*Work to be completed:*
Take the line that contains "of the cracked" as the first line and the final line of the records as the last; return exactly those lines and the lines between.
### Exercise input ###
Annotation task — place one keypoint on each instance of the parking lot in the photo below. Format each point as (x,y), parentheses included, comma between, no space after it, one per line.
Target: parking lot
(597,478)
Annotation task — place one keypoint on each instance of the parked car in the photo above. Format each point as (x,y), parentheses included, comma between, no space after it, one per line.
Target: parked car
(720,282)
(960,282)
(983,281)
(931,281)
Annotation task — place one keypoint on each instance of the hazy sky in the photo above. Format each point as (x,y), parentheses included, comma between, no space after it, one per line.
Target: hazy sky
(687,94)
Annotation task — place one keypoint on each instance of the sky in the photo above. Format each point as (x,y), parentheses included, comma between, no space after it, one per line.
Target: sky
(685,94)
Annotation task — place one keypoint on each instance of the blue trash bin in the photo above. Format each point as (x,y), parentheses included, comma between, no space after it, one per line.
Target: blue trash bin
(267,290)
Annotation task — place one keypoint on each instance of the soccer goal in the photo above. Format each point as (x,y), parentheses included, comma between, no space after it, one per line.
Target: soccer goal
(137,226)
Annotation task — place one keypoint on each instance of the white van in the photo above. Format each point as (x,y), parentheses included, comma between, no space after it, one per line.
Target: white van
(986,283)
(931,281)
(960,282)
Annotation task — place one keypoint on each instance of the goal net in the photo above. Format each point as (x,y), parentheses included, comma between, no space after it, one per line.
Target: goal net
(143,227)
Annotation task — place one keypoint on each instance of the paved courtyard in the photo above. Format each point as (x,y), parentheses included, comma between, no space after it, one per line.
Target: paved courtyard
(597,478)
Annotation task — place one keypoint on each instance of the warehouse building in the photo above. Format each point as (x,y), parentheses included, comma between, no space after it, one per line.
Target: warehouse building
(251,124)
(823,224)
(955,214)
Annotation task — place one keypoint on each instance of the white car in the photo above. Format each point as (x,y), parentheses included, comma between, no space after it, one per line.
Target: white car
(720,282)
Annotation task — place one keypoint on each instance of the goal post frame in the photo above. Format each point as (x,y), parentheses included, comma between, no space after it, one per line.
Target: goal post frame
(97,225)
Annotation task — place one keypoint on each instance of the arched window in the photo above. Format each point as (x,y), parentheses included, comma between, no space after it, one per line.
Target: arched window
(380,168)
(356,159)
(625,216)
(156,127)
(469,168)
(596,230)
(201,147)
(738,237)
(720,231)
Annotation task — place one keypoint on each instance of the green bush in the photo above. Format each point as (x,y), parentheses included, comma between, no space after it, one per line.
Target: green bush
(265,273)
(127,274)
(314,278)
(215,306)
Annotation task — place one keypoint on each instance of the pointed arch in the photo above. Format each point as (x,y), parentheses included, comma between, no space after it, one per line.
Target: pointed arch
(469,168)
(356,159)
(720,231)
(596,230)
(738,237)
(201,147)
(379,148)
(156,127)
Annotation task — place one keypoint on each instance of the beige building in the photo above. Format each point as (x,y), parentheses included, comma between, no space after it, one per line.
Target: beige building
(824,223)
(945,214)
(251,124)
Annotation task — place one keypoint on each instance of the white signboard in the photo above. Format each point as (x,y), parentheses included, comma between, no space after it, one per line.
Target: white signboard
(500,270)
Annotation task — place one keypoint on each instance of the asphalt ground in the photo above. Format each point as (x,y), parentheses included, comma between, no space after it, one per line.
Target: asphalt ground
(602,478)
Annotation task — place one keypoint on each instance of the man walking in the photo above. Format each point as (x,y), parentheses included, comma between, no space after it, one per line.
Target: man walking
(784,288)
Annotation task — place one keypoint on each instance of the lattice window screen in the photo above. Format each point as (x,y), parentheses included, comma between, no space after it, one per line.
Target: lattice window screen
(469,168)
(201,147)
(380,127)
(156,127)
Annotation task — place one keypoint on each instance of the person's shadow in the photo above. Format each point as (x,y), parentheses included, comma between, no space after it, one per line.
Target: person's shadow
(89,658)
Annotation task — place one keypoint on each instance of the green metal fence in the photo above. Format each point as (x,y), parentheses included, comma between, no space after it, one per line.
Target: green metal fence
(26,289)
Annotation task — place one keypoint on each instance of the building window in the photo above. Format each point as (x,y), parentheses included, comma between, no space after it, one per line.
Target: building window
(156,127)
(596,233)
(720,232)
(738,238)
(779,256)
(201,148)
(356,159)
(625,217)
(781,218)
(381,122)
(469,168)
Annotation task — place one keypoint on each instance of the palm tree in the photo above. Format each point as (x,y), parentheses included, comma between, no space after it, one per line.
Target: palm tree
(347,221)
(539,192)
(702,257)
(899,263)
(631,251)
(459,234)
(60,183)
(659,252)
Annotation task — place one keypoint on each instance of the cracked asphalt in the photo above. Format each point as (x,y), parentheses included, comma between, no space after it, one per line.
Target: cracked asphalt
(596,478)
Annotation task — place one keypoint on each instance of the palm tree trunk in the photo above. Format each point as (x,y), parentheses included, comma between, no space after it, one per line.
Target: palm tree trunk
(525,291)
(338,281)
###
*The solution:*
Annotation task — place one keypoint on each instance of the cracked asphalt in the photo above. Format each point as (x,y), parentheses included, comma between, no space after it, one per line.
Target: cracked asphalt
(596,478)
Annotation task — place one keypoint on each instance of the palm tree trunk in the photo above. Format each point as (x,y), parentheses included, comma between, no space after it, one per line.
Target: palm tree trunk
(525,291)
(338,281)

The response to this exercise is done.